§ DIRECTIONS FOR THIS TASK: Starting with the line containing "Expected: one point per instance of the sand, each" and going on through the last of the items, write those lines out again, swapping "bent straw" for "drinking straw" and changing nothing else.

§ STORED ROWS:
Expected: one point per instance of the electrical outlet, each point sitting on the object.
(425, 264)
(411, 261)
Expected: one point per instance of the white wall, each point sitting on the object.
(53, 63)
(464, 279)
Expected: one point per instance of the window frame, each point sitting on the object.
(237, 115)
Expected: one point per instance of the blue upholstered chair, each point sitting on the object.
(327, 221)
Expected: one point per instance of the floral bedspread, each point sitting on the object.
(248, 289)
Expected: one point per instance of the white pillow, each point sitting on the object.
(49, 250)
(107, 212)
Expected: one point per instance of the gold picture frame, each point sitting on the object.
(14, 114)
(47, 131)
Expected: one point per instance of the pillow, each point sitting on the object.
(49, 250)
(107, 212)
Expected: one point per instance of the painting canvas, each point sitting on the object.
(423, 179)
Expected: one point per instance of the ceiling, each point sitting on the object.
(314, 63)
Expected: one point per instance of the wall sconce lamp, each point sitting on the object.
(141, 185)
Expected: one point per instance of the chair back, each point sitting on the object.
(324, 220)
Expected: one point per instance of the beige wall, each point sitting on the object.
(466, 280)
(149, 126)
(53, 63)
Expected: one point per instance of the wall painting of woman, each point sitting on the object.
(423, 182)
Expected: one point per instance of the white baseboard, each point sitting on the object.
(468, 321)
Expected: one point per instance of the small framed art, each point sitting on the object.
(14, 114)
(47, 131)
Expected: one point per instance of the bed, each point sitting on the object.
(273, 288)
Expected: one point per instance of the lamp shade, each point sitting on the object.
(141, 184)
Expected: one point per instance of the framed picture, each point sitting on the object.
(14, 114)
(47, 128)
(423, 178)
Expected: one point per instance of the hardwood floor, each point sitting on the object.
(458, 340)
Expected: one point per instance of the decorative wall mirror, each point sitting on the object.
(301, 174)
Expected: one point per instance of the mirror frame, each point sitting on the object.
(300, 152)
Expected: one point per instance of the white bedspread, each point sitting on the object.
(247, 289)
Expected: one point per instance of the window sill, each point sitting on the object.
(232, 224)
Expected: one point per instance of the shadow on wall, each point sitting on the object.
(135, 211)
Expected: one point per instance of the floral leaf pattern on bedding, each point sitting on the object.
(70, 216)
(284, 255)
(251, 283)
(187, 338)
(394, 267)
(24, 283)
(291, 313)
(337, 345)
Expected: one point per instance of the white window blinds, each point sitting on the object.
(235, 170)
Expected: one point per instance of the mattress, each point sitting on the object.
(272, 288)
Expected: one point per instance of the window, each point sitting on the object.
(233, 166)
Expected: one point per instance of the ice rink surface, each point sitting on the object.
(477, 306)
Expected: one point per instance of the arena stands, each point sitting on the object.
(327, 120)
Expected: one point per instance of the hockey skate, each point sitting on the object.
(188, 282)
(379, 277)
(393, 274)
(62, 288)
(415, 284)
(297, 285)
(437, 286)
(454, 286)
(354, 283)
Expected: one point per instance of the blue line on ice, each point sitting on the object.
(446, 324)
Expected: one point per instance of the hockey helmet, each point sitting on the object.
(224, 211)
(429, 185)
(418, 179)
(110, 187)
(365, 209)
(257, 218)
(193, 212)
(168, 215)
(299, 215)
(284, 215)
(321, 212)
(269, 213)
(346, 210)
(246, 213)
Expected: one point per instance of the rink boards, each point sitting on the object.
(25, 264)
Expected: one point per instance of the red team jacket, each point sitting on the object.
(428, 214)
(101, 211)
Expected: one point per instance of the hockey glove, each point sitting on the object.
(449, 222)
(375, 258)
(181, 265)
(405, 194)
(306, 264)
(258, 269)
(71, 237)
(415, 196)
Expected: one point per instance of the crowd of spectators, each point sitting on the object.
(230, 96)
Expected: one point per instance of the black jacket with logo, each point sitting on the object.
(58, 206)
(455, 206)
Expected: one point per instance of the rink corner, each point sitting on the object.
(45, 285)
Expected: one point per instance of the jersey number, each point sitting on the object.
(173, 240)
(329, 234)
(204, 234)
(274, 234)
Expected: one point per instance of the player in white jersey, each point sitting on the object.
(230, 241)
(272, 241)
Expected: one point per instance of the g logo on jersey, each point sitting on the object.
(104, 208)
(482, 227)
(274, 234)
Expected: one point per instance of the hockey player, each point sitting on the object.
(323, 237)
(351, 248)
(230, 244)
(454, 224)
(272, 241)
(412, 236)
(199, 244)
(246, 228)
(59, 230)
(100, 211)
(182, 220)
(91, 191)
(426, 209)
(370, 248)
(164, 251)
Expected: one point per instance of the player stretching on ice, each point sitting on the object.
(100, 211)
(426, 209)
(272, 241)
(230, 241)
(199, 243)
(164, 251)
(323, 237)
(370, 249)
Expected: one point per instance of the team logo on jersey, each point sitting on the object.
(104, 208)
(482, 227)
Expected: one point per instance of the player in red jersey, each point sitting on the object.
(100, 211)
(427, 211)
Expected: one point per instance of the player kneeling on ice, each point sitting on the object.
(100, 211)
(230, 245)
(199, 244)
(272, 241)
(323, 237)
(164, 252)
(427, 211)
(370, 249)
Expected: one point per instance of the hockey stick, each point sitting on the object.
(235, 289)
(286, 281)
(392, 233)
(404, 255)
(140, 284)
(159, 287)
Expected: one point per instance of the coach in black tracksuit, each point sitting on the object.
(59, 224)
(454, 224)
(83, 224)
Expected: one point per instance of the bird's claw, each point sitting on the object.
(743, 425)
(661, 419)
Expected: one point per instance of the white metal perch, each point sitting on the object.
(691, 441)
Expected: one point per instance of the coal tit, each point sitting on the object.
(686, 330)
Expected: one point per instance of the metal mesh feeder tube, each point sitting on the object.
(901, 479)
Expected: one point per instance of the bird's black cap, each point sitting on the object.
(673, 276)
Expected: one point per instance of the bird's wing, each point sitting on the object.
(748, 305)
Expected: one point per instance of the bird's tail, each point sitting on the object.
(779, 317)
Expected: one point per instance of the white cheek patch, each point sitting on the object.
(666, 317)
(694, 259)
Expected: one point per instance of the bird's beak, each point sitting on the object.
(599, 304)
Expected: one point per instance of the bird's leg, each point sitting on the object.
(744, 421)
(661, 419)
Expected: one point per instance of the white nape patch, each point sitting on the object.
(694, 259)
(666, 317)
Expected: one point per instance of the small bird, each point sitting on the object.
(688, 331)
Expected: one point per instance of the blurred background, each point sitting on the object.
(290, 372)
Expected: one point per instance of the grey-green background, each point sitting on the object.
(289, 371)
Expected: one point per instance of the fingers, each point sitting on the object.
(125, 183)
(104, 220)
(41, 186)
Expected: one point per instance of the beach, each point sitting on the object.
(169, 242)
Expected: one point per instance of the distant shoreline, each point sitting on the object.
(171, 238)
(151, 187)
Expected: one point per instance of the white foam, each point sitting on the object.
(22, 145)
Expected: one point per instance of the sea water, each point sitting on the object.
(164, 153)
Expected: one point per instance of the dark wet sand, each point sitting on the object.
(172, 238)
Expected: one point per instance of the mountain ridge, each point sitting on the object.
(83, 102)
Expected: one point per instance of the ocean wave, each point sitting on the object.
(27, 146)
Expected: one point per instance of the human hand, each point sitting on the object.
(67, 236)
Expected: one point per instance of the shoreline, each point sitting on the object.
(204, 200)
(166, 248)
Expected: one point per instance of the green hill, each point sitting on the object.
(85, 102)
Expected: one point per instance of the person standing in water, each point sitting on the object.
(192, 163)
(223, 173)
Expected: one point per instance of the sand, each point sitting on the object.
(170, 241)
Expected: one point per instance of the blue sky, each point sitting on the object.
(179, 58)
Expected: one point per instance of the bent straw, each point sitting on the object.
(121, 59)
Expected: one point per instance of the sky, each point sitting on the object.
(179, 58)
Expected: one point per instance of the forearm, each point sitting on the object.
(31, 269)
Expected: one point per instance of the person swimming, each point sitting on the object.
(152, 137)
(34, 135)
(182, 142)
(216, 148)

§ EXERCISE OUTPUT:
Expected: one point per instance of the sand, each point sitting on the object.
(170, 241)
Expected: one point per instance of the blue sky, each point sitting on the object.
(179, 58)
Expected: one point per instance of the drinking straw, each point sitting on the object.
(121, 59)
Expected: one point per instance of the sky, each point sitting on the object.
(179, 58)
Expected: one point per instance of the forearm, each point sitting on the object.
(31, 269)
Expected: one point per instance of the person swimming, each point sitting on the object.
(152, 137)
(34, 135)
(182, 142)
(216, 148)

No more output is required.